§ Brano da leggere:
Un elemento di distinguo tra i due regimi riguardava sicuramente gli assetti istituzionali e, come accennavamo, il ruolo (e peso) della Chiesa in Italia.
Hitler fu nominato Cancelliere (capo del governo) il 30 gennaio 1933, ma dall’agosto dell’anno successivo, dopo la morte del Capo dello Stato Maresciallo Paul Von Hindenburg, poté riunire nella sua persona anche quest’ultima carica, divenendo l’unico centro del potere in Germania. Mussolini non ebbe mai questa posizione, in quanto l’Italia rimase sempre una monarchia, al vertice della quale era posto il Re Vittorio Emanuele III (comandante supremo delle forze armate). Il sovrano, perlomeno sulla carta, era sovraordinato al Duce e, per quanto sia molto controverso il ruolo del “Re Soldato” durante il ventennio, è un dato di fatto che, forte di tali prerogative, fu lui a destituire Mussolini dopo la fatidica seduta del Gran Consiglio del 25 luglio 1943, l’unica e la sola che abbia mai contato veramente qualcosa. In Germania un simile scenario non era verosimile: un Hitler Presidente non avrebbe mai potuto chiedere le dimissioni dell’Hitler Cancelliere.
Per quanto concerne la Chiesa, al di là del Concordato del 1929 (uno sostanzialmente analogo fu firmato nel 1933 con la Germania nazista), è indubbio che quest’ultima esercitò in Italia (rispetto al Terzo Reich) una forte influenza, pure sul terreno della coscienza collettiva, facendo ampio ricorso alle sue ramificazioni organizzative e territoriali (azione cattolica, diocesi, parrocchie), contrastando così il totale assorbimento della società, a cominciare dai più giovani. In merito alla politica razziale del regime, senza entrare nel merito dei “silenzi” di Papa Pacelli, perfino i maggiori detrattori riconoscono che la Chiesa e la società civile tentarono di contrastare gli eccessi più brutali, messi in atto dai burocrati più ottusi ed asserviti, senza per questo dimenticare i tanti che (purtroppo) approfittarono dell’occasione per arricchirsi o semplicemente per dare sfogo alle loro peggiori inclinazioni.
Un capitolo sul quale il fascismo si distanziò dal Terzo Reich – mi sia consentito di dire per fortuna, non certo per ascrivere un merito al regime, ma pensando agli orrendi crimini perpetrati contro tanti poveri innocenti – furono i programmi di “eutanasia” contro i disabili, a cominciare dai più piccoli. Dobbiamo dimenticare il significato attuale del termine “eutanasia”, in questo caso parliamo di uno sterminio premeditato e scientificamente attuato contro persone, diversamente abili, la cui unica colpa era (così scrisse Hitler in persona in una lettera autografa del 1939) di condurre “vite indegne di essere vissute”. In Italia nulla di tutto ciò fu mai concepito, così come il varo della legislazione razziale – una terribile onta della nostra storia recente – non preludeva certamente all’eliminazione fisica delle “razze inferiori” (senza per questo dimenticare i tanti che si misero al servizio dei nazisti durante la RSI).

§ Dati forniti:
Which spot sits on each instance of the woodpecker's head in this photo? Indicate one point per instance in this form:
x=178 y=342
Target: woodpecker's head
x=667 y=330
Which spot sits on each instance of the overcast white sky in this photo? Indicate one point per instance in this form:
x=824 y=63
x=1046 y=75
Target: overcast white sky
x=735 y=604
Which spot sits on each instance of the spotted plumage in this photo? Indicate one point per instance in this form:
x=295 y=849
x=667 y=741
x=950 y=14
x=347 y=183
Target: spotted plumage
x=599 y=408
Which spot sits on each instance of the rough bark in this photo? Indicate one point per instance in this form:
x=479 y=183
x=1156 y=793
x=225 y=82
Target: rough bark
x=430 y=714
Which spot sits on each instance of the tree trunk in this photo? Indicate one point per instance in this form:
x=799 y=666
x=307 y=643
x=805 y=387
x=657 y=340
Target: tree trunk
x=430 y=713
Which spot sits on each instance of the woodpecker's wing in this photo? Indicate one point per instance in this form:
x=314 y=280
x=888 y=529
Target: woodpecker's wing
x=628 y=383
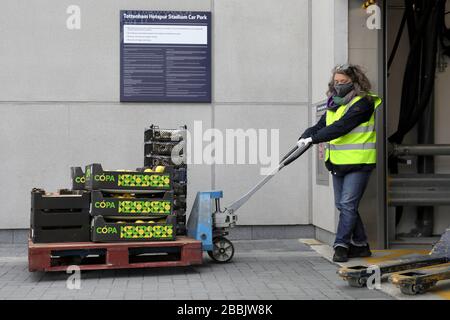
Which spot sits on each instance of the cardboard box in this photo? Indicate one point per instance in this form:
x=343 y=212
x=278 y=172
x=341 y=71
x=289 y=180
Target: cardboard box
x=128 y=181
x=109 y=231
x=78 y=178
x=161 y=205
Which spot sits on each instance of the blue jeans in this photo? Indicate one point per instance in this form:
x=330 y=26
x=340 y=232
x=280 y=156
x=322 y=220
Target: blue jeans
x=348 y=191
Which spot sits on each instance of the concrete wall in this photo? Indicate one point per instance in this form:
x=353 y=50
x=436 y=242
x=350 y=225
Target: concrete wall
x=59 y=98
x=330 y=40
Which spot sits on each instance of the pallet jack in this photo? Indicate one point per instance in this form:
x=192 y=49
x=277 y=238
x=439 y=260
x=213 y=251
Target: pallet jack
x=414 y=275
x=210 y=224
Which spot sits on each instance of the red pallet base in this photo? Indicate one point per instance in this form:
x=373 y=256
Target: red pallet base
x=117 y=255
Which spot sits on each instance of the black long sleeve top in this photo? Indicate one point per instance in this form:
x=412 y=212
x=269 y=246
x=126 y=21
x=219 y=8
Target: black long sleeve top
x=358 y=113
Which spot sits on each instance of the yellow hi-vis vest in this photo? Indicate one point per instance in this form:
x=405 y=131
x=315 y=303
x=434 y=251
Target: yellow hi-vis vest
x=359 y=145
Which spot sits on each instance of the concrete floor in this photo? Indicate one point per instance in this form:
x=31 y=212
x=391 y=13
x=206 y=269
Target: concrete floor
x=261 y=269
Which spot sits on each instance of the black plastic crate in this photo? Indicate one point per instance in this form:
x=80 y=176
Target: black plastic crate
x=114 y=231
x=126 y=181
x=63 y=199
x=78 y=178
x=155 y=133
x=60 y=217
x=131 y=206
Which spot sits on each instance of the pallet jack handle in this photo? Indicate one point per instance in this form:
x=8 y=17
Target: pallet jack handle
x=290 y=157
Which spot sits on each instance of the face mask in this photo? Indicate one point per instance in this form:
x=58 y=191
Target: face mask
x=343 y=89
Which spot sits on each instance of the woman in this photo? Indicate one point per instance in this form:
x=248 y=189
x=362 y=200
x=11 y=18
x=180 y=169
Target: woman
x=348 y=127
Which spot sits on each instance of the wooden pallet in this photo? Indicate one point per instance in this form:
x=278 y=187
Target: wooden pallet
x=184 y=251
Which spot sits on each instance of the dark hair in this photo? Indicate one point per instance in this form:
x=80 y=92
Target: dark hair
x=356 y=74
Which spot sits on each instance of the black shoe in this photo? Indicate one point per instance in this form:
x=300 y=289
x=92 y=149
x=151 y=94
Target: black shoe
x=359 y=251
x=340 y=254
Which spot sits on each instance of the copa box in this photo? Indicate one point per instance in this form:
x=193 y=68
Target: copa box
x=156 y=204
x=78 y=178
x=178 y=173
x=104 y=230
x=60 y=217
x=152 y=159
x=126 y=180
x=164 y=148
x=155 y=133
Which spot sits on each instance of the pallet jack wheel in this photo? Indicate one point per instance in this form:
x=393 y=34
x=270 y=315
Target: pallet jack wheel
x=410 y=289
x=413 y=289
x=223 y=250
x=357 y=282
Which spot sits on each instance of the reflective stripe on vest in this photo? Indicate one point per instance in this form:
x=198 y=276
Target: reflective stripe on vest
x=359 y=145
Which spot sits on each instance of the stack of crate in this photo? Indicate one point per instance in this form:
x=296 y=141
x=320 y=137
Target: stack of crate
x=59 y=217
x=130 y=205
x=166 y=147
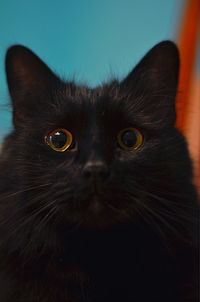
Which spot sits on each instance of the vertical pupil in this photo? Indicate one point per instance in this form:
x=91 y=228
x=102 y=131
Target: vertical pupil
x=59 y=139
x=129 y=138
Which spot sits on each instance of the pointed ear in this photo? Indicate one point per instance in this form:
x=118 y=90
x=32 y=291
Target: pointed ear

§ Elenco attività:
1. Ricopia senza modifiche la parte del brano sul confronto tra fascismo e nazismo che va da "Un elemento di" a "Chiesa in Italia.".
2. Secondo il brano sul confronto tra fascismo e nazismo, in quale data Hitler fu nominato Cancelliere?
3. Prosegui il brano sul confronto tra fascismo e nazismo a partire dal punto in cui si interrompe.
I record sono materiale distinto dal brano.

§ Esiti per attività:
1.
Un elemento di distinguo tra i due regimi riguardava sicuramente gli assetti istituzionali e, come accennavamo, il ruolo (e peso) della Chiesa in Italia.

2. Il 30 gennaio 1933.

3.
Si è molto discusso se la legislazione razziale del 1938 fosse frutto di una scelta autonoma di Mussolini o una sorta di “doveroso ossequio” verso il nuovo alleato nazista. Quest’ultima spiegazione, lungi dal rappresentare un’attenuante, viene spesso utilizzata per alleggerire la coscienza di molti; in realtà studi recenti dimostrano, al contrario, che si trattò soprattutto di un indirizzo politico voluto dal regime per favorire una maggiore e più efficace irreggimentazione delle masse, con l’obiettivo di cancellare il mito degli “italiani brava gente”. In realtà, per archiviare quest’ultima credenza auto assolutoria, sarebbe sufficiente ricordare quel che gli italiani hanno fatto nelle colonie o durante la guerra d’Etiopia, oppure, come dicevamo prima, all’atteggiamento di molti dopo il varo delle leggi razziali.
Nel rapporto con il mondo della scienza e della cultura, al di là della comune volontà di controllo e subordinazione delle istituzioni educative al regime (accompagnata dalla creazione delle organizzazioni giovanili per inquadrare ideologicamente le “nuove leve”), è indubbio che il fascismo ricercò sempre un modus vivendi (pensiamo all’istituzione dell’Accademia d’Italia), che effettivamente gli procurò importanti consensi (pensiamo a Luigi Pirandello o Guglielmo Marconi), mentre il regime nazista adottò una politica assai più repressiva (per colpire le componenti “giudaiche e massoniche”), che costrinse molti a prendere la via dell’esilio (un nome per tutti: Albert Einstein).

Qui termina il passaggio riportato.